Logging out for life: students abstain from social media

Social media is having an increasing chokehold on some students’ daily lives. Forgoing the constant updates and photo streams, some students have opted to abstain from these services altogether. Photo By: Sam Pianello
Social media is having an increasing chokehold on some students’ daily lives. Forgoing the constant updates and photo streams, some students have opted to abstain from these services altogether. Photo By: Sam Pianello
Social media is having an increasing chokehold on some students’ daily lives. Forgoing the constant updates and photo streams, some students have opted to abstain from these services altogether. Photo By: Sam Pianello

Social media can go two ways, like ivy, at times growing around us pleasurably and at others, becoming dangerously invasive. In an age where technology is flourishing, social media has interwoven with everyday life. But for Vassar students who have deleted or abstained from social media, an aversion to distortion and clutter makes unplugging from the social media world easier.

Still, the very thought of checking out of the cyber world seems is unthinkable to most. In The New York Times, Nick Bilton takes this to the level of hyperbole, writing, “Social media is entwined in daily life, and abandoning Facebook and Twitter would be like trying to quit driving in protest of oil companies, or giving up electricity as a way of objecting to Con Edison’s environmental policies” (The New York Times. “Reclaiming Our (Real) Lives From Social Media.” 07.16.14). But all is not so dramatic for those who see withdrawing from social media as a much-needed vacation.

Like cleaning out an attic, one Vassar student in the class of ’16 cleansed, and then deleted his Facebook last year. He said, “When the end finally came, I had just gone on a spree of just deleting all of the Facebook friends that I had amassed and I was left with the 40 somewhat people in my life that I keep in contact with and I don’t need Facebook in any shape or form to keep in contact with.”
◆ ◆ ◆ ◆ ◆ ◆ ◆
**EXERCISE**
Reproduce the whole article on students quitting social media word for word, from its headline through its final line. The entries after this are separate material and not part of the article.

Point annotation dataset records
◆ ◆ ◆ ◆ ◆ ◆ ◆
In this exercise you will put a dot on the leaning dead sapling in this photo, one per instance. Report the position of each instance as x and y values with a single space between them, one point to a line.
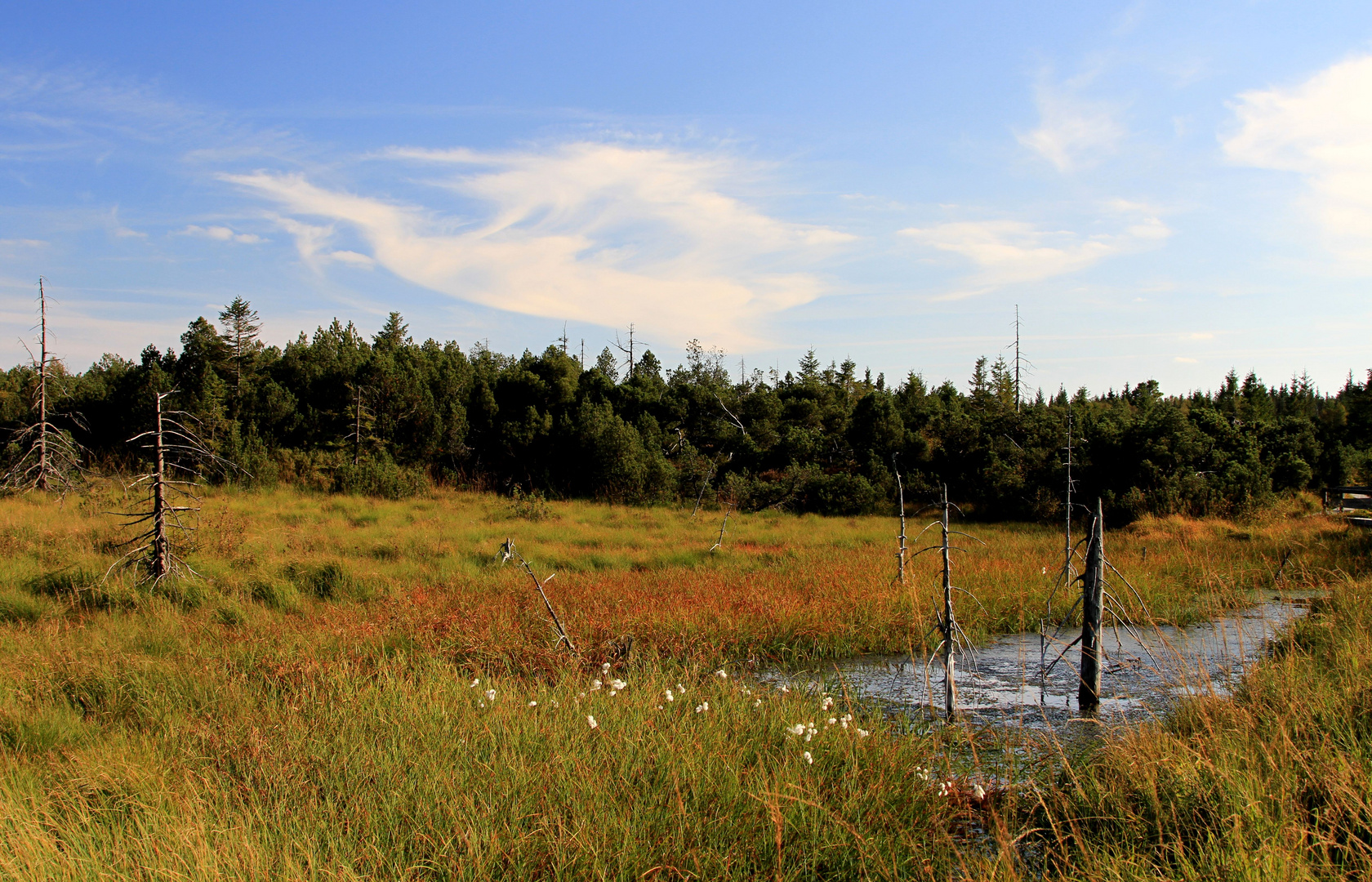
508 553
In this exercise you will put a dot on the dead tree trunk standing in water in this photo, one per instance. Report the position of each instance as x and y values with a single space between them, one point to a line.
947 625
1093 605
42 389
900 500
51 458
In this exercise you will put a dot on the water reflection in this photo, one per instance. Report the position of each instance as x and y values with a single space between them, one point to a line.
1144 671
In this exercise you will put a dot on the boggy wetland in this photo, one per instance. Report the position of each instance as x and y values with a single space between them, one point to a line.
364 689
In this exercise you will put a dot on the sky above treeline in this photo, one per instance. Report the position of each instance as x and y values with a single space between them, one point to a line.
1165 189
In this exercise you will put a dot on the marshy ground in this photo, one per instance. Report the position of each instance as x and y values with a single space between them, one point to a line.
357 689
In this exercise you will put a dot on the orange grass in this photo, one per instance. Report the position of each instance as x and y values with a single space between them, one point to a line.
782 587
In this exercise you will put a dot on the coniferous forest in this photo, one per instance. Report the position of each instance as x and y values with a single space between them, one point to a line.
383 415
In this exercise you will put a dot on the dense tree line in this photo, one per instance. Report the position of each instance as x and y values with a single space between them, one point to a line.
385 413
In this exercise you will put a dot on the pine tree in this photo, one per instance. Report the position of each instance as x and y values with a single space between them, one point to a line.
240 333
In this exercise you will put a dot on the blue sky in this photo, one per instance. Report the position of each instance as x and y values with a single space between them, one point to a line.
1166 192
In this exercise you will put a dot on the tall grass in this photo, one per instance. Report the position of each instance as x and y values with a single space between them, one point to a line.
310 710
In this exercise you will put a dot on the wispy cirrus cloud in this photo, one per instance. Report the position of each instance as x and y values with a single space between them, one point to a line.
1009 252
220 234
1073 131
595 232
1321 129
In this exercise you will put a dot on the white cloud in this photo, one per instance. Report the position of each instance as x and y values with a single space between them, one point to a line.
589 232
220 234
1321 129
1010 252
1071 132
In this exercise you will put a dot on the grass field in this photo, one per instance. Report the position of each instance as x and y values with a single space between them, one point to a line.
317 706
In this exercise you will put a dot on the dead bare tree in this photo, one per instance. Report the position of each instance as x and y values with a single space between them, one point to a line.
900 501
50 458
724 527
165 520
510 553
952 638
360 415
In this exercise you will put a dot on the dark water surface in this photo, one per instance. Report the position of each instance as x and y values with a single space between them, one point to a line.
◆ ◆ ◆ ◆ ◆ ◆ ◆
**RESULT FOR THIS EXERCISE**
Logging out for life: students abstain from social media

Social media is having an increasing chokehold on some students’ daily lives. Forgoing the constant updates and photo streams, some students have opted to abstain from these services altogether. Photo By: Sam Pianello
Social media is having an increasing chokehold on some students’ daily lives. Forgoing the constant updates and photo streams, some students have opted to abstain from these services altogether. Photo By: Sam Pianello
Social media is having an increasing chokehold on some students’ daily lives. Forgoing the constant updates and photo streams, some students have opted to abstain from these services altogether. Photo By: Sam Pianello

Social media can go two ways, like ivy, at times growing around us pleasurably and at others, becoming dangerously invasive. In an age where technology is flourishing, social media has interwoven with everyday life. But for Vassar students who have deleted or abstained from social media, an aversion to distortion and clutter makes unplugging from the social media world easier.

Still, the very thought of checking out of the cyber world seems is unthinkable to most. In The New York Times, Nick Bilton takes this to the level of hyperbole, writing, “Social media is entwined in daily life, and abandoning Facebook and Twitter would be like trying to quit driving in protest of oil companies, or giving up electricity as a way of objecting to Con Edison’s environmental policies” (The New York Times. “Reclaiming Our (Real) Lives From Social Media.” 07.16.14). But all is not so dramatic for those who see withdrawing from social media as a much-needed vacation.

Like cleaning out an attic, one Vassar student in the class of ’16 cleansed, and then deleted his Facebook last year. He said, “When the end finally came, I had just gone on a spree of just deleting all of the Facebook friends that I had amassed and I was left with the 40 somewhat people in my life that I keep in contact with and I don’t need Facebook in any shape or form to keep in contact with.”